**What is asked**. Every line from the one with "Expected: one point per instance of the white latex" through the end of the records below should be restated word for word, and nothing outside that span.

**Given records**.
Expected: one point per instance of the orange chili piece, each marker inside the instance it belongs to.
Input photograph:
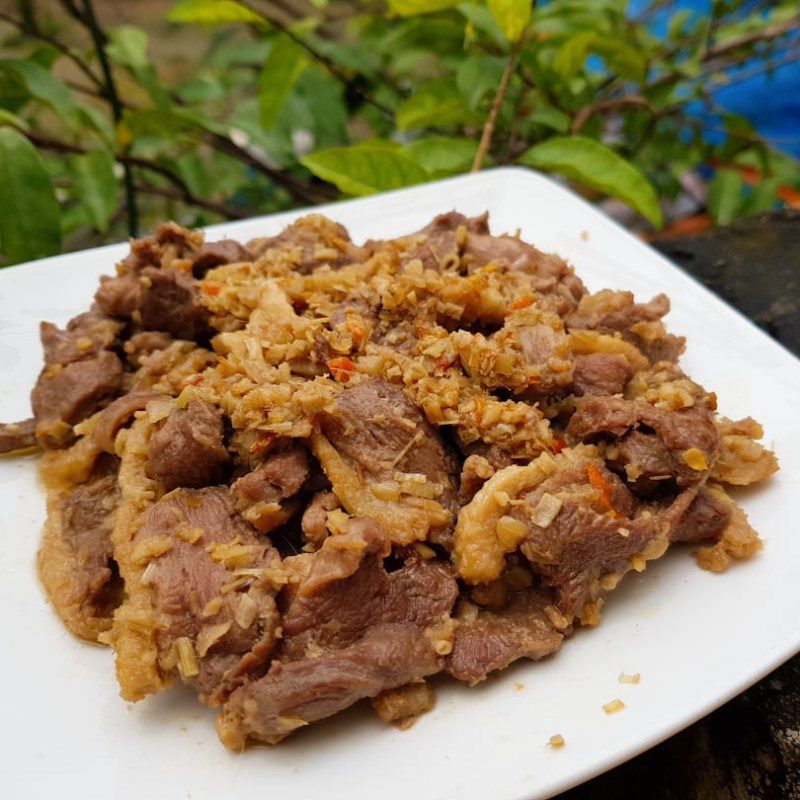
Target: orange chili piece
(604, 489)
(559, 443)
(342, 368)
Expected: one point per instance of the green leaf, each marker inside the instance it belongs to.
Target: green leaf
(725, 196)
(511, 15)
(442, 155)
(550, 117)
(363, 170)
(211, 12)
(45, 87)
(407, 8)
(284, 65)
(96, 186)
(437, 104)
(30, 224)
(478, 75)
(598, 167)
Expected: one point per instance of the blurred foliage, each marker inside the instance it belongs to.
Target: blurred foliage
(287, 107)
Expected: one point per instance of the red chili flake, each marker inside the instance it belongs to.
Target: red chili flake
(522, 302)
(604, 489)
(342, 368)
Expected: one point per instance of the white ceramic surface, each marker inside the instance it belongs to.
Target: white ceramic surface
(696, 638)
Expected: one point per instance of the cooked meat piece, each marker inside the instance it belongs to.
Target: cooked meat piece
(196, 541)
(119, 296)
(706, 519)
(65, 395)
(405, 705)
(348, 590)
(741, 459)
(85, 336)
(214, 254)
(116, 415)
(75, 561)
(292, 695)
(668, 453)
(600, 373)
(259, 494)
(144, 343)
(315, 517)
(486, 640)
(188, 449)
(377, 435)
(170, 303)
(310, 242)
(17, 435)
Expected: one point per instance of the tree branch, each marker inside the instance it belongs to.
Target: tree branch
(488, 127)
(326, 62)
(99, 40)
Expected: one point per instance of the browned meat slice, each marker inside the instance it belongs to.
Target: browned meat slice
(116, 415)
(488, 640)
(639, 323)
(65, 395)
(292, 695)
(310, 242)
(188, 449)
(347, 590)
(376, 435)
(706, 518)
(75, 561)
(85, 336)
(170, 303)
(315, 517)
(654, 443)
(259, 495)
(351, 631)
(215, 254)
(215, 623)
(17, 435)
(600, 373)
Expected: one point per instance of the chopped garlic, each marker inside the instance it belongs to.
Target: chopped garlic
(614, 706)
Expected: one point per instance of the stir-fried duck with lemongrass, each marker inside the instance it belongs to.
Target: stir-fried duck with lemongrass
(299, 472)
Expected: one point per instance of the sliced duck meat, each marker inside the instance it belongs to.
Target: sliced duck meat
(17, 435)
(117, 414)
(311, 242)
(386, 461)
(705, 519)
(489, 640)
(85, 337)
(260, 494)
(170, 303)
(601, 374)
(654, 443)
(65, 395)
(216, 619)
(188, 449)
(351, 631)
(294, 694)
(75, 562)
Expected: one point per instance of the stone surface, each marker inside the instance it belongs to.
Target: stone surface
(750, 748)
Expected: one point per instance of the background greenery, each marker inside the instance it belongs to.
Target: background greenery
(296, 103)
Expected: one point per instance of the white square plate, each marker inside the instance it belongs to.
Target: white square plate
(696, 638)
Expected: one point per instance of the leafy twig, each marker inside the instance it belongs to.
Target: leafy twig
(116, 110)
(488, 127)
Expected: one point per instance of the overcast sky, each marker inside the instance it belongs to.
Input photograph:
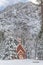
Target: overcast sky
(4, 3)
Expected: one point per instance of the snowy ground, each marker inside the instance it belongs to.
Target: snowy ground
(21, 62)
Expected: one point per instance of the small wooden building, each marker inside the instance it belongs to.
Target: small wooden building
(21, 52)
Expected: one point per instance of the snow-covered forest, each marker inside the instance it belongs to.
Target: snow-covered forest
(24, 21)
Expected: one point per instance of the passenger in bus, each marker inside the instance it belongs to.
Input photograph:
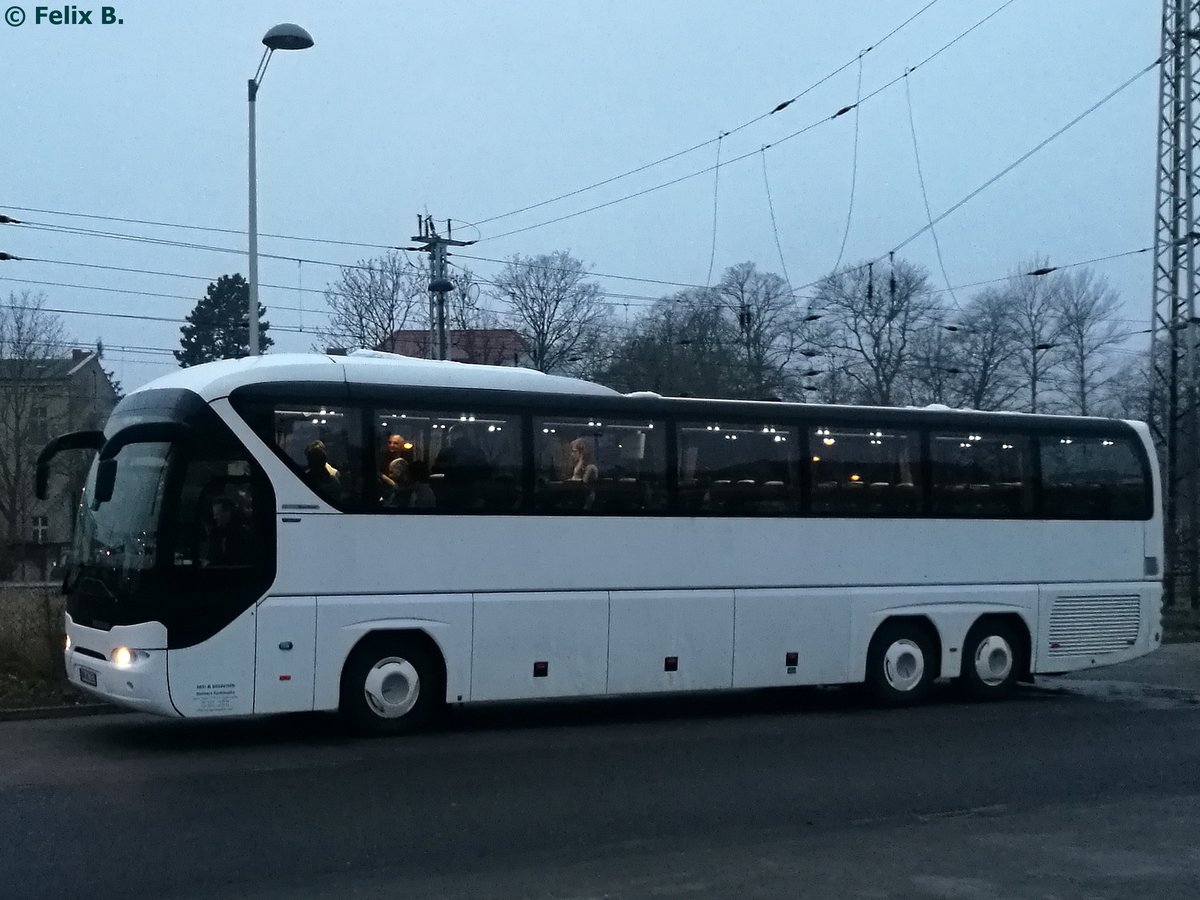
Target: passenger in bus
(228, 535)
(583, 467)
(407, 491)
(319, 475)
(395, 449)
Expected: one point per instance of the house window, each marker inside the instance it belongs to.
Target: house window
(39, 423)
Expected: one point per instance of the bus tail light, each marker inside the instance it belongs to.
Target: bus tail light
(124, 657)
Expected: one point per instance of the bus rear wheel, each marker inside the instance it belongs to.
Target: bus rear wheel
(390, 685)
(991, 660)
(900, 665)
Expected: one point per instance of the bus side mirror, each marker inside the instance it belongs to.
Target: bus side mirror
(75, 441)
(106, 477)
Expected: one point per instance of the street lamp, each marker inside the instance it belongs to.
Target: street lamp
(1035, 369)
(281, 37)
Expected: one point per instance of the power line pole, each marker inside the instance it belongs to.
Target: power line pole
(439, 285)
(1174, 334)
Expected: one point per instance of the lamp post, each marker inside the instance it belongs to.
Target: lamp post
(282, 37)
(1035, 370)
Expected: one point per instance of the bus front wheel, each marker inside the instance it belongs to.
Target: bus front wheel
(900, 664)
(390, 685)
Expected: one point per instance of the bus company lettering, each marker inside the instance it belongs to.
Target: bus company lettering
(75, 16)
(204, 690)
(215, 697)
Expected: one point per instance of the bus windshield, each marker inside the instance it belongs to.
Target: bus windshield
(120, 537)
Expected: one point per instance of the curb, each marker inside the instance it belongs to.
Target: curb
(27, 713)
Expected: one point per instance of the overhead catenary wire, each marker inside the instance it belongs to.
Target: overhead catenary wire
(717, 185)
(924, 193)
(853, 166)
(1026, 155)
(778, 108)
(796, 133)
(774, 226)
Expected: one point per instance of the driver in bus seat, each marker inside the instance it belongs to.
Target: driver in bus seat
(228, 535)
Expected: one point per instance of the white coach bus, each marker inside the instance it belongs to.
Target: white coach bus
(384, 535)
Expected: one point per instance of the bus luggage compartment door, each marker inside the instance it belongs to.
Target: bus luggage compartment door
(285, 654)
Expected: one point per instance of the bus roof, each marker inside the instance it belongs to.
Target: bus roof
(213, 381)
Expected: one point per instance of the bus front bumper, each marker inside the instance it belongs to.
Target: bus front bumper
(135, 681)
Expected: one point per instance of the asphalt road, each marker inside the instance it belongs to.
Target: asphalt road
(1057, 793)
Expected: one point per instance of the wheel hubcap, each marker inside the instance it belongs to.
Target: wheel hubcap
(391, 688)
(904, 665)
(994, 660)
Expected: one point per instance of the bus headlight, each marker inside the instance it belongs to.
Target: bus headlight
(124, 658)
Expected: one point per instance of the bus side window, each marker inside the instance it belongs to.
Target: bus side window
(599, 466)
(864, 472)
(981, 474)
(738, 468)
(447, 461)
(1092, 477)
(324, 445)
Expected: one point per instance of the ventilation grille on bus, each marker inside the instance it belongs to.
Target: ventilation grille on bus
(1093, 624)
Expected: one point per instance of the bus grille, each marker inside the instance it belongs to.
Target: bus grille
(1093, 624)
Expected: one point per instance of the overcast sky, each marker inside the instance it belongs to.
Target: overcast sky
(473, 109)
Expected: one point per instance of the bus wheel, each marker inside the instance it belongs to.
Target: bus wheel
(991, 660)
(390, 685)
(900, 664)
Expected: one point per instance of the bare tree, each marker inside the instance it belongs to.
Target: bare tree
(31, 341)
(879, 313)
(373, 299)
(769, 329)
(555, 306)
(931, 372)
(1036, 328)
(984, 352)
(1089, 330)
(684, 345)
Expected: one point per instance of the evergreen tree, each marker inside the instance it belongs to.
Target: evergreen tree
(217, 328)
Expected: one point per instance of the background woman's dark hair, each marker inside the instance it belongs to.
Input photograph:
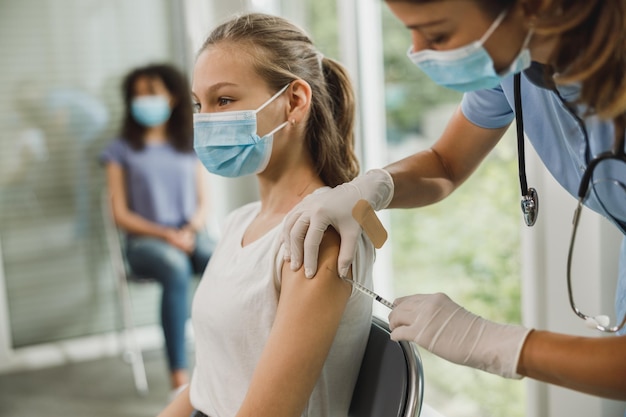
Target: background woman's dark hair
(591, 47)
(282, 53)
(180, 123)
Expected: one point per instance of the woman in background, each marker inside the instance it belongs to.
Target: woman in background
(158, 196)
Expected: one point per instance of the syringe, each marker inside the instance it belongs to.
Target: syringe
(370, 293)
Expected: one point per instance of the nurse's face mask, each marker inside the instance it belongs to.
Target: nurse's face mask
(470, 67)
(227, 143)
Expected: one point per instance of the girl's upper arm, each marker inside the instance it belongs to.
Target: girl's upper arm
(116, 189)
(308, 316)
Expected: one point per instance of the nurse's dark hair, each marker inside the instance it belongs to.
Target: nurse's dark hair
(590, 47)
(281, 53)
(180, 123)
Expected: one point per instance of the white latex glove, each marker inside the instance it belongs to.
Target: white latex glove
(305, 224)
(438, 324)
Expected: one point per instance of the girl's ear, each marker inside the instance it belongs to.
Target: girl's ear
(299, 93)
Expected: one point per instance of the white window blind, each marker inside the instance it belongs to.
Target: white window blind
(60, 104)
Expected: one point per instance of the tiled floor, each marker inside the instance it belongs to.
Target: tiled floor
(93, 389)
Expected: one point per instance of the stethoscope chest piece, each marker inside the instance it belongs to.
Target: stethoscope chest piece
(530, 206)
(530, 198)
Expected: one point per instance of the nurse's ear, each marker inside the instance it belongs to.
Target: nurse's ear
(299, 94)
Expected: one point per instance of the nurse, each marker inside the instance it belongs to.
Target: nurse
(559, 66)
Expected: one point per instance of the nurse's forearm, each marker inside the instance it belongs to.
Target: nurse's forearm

**Exercise output**.
Expected: one point per instance of the white latex glove, each marker inside the instance it belongs to.
Target: white latex glove
(305, 224)
(438, 324)
Expected: one point per instance of the girl's ear, each marker inside the instance it belongs to.
Target: girl's ear
(299, 93)
Expected: one point per instance of the white window blind, each marker inside the instance it belongs to.
Target: white window blind
(60, 104)
Expected: one point per instance of the tiled floor, each marker inside the instance it belongs to.
Target: tiled floor
(93, 389)
Expected: one point per instance of the stethoscope chest piece, each marker inside the instance it belongs to.
Target: stethoscope chest piece
(530, 206)
(530, 198)
Expected: one point per instance of the nurse's ear, each marker inside the instance it belongs to.
Target: nurse's ear
(299, 94)
Expected: one point per instance of the nurse, each marker inside the instance it belongs to.
Target: nurse
(559, 66)
Expected: one point per instance of the nurse's forearm, each marker inside the instance it belongs to.
Target: nurse's forearm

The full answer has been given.